**What you have to do:** Write the listing out again, all of it, word for word.

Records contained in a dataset

— START —

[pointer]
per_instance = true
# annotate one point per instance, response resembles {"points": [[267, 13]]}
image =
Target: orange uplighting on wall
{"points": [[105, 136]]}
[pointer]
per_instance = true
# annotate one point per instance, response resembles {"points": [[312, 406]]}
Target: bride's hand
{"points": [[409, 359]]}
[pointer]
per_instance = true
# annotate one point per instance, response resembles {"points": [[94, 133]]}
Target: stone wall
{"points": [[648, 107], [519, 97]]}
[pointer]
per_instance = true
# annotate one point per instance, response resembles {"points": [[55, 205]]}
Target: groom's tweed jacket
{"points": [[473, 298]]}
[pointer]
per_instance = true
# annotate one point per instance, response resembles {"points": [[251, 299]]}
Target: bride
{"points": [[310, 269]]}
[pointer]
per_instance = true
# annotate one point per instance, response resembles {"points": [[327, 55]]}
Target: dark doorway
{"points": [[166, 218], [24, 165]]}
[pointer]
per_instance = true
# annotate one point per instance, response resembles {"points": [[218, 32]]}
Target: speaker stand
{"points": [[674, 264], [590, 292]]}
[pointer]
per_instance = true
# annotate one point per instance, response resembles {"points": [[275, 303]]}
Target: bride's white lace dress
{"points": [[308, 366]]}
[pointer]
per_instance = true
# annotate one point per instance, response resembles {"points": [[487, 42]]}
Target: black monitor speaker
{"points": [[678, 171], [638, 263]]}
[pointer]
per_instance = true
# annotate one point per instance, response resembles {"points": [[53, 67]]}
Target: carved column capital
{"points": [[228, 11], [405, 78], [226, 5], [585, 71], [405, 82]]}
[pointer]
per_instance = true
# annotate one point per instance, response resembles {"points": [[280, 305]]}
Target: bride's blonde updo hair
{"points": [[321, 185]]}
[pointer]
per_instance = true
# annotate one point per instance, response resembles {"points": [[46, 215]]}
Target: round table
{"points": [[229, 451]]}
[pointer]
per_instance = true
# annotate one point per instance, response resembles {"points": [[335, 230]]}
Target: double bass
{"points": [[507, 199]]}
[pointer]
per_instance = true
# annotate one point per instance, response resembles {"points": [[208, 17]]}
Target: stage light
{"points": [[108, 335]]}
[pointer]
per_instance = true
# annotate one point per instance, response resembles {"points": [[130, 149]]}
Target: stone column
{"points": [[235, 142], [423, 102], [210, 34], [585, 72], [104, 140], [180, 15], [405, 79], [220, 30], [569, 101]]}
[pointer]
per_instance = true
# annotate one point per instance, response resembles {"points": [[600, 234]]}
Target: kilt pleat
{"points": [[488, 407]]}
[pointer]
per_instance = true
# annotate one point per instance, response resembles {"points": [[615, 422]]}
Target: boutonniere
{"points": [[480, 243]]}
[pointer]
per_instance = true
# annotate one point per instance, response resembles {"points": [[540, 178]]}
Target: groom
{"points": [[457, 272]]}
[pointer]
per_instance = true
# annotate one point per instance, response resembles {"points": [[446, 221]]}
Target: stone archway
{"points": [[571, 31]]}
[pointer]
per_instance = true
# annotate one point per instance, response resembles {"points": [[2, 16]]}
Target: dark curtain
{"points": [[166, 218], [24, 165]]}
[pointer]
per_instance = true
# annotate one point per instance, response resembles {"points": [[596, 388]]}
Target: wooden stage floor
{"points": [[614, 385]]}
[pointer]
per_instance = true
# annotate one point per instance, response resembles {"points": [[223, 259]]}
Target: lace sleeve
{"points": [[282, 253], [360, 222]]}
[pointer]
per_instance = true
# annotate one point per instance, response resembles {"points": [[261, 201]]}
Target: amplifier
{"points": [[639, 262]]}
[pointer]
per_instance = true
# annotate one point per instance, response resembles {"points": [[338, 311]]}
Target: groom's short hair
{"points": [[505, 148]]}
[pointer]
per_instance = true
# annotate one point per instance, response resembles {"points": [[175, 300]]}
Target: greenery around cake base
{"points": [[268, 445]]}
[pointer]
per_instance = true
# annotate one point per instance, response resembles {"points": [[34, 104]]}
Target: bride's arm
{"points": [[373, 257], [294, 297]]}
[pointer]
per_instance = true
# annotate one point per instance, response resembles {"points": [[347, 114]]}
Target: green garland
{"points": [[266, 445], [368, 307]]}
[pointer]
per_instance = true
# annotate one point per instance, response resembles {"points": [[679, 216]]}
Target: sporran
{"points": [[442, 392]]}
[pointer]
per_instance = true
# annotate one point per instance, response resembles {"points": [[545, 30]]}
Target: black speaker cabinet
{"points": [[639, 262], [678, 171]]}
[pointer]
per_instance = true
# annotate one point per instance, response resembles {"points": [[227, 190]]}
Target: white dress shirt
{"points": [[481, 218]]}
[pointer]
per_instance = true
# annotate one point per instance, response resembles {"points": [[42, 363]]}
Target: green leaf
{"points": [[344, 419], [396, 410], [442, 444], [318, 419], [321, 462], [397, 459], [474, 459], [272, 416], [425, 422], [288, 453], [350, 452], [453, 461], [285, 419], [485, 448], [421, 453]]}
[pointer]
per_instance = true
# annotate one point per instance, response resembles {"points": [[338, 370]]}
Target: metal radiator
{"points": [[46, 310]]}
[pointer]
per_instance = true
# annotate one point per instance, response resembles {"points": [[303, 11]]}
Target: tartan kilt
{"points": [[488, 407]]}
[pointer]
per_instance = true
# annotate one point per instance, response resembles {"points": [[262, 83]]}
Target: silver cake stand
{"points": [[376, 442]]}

— END —

**Reply to the exercise:**
[pointer]
per_instance = true
# annotate one point per instance, response resembles {"points": [[267, 13]]}
image =
Target: orange uplighting on wall
{"points": [[105, 136]]}
[pointer]
per_instance = true
# annotate one point per instance, response resembles {"points": [[312, 406]]}
Target: bride's hand
{"points": [[409, 359]]}
[pointer]
per_instance = true
# annotate one point per instance, response resembles {"points": [[94, 133]]}
Target: stone wall
{"points": [[648, 107], [519, 97]]}
[pointer]
per_instance = true
# annotate one point per instance, response resembles {"points": [[55, 205]]}
Target: groom's tweed jacket
{"points": [[473, 298]]}
[pointer]
per_instance = true
# annotate one point per instance, response resembles {"points": [[251, 299]]}
Target: bride
{"points": [[310, 269]]}
[pointer]
per_instance = true
# annotate one point per instance, response resembles {"points": [[327, 55]]}
Target: dark doorway
{"points": [[166, 218], [24, 165]]}
[pointer]
per_instance = true
# annotate one point per instance, response resembles {"points": [[218, 32]]}
Target: speaker stand
{"points": [[674, 264], [590, 292]]}
[pointer]
per_instance = true
# annotate one point per instance, response resembles {"points": [[275, 303]]}
Target: bride's white lace dress
{"points": [[308, 366]]}
[pointer]
per_instance = true
# annotate one point per instance, response resembles {"points": [[487, 42]]}
Target: black monitor speaker
{"points": [[678, 171], [638, 263]]}
[pointer]
per_instance = true
# annotate one point per instance, response resembles {"points": [[53, 67]]}
Target: carved column capital
{"points": [[228, 11], [405, 78], [226, 5], [585, 71], [405, 82]]}
[pointer]
per_instance = true
# annotate one point per instance, response resembles {"points": [[280, 305]]}
Target: bride's blonde updo hair
{"points": [[321, 185]]}
[pointer]
per_instance = true
# annotate one point per instance, response resembles {"points": [[46, 215]]}
Target: round table
{"points": [[229, 451]]}
[pointer]
per_instance = true
# annotate one point per instance, response resembles {"points": [[335, 230]]}
Target: double bass
{"points": [[507, 199]]}
[pointer]
per_instance = true
# annotate one point per instance, response resembles {"points": [[208, 17]]}
Target: stage light
{"points": [[108, 335]]}
[pointer]
per_instance = true
# annotate one point per instance, response resembles {"points": [[130, 149]]}
Target: stone column
{"points": [[235, 142], [423, 102], [210, 34], [585, 72], [104, 140], [180, 15], [405, 79], [220, 30], [569, 101]]}
[pointer]
per_instance = true
# annotate one point per instance, response resembles {"points": [[600, 234]]}
Target: kilt pleat
{"points": [[488, 407]]}
[pointer]
per_instance = true
# annotate one point per instance, response resembles {"points": [[615, 422]]}
Target: boutonniere
{"points": [[480, 243]]}
[pointer]
per_instance = true
# annotate one point per instance, response resembles {"points": [[540, 178]]}
Target: groom
{"points": [[457, 272]]}
[pointer]
per_instance = true
# annotate one point per instance, response resembles {"points": [[446, 221]]}
Target: stone archway
{"points": [[571, 31]]}
[pointer]
per_instance = true
# annotate one point per instance, response resembles {"points": [[2, 16]]}
Target: dark curtain
{"points": [[166, 218], [24, 165]]}
[pointer]
per_instance = true
# annotate one point per instance, response resembles {"points": [[596, 388]]}
Target: wooden stage floor
{"points": [[614, 385]]}
[pointer]
per_instance = true
# annotate one point per instance, response resembles {"points": [[223, 259]]}
Target: lace sleeve
{"points": [[282, 253], [360, 222]]}
[pointer]
per_instance = true
# annotate one point per instance, response resembles {"points": [[261, 201]]}
Target: amplifier
{"points": [[639, 262]]}
[pointer]
per_instance = true
# annotate one point per instance, response resembles {"points": [[338, 311]]}
Target: groom's short hair
{"points": [[505, 148]]}
[pointer]
per_instance = true
# annotate one point per instance, response resembles {"points": [[175, 300]]}
Target: greenery around cake base
{"points": [[268, 445]]}
[pointer]
per_instance = true
# annotate one point per instance, response resembles {"points": [[34, 104]]}
Target: bride's arm
{"points": [[373, 257], [294, 297]]}
[pointer]
per_instance = true
# annotate one point per instance, response resembles {"points": [[347, 114]]}
Target: green garland
{"points": [[266, 445], [368, 307]]}
[pointer]
per_instance = true
# annotate one point per instance, response resembles {"points": [[679, 216]]}
Target: sporran
{"points": [[442, 392]]}
[pointer]
per_instance = true
# annotate one point per instance, response resembles {"points": [[545, 30]]}
Target: black speaker cabinet
{"points": [[639, 262], [678, 171]]}
[pointer]
per_instance = true
# annotate one point per instance, response resembles {"points": [[227, 190]]}
Target: white dress shirt
{"points": [[481, 218]]}
[pointer]
per_instance = true
# annotate one point per instance, response resembles {"points": [[42, 363]]}
Target: green leaf
{"points": [[344, 419], [396, 410], [442, 444], [318, 419], [321, 462], [397, 459], [474, 459], [272, 416], [425, 422], [288, 453], [350, 452], [453, 461], [285, 419], [485, 448], [421, 453]]}
[pointer]
per_instance = true
# annotate one point per instance, response resembles {"points": [[338, 370]]}
Target: metal radiator
{"points": [[46, 310]]}
[pointer]
per_instance = true
# annotate one point per instance, response resembles {"points": [[303, 11]]}
Target: tartan kilt
{"points": [[488, 407]]}
[pointer]
per_instance = true
# annotate one point per instance, response resembles {"points": [[262, 83]]}
Target: silver cake stand
{"points": [[376, 442]]}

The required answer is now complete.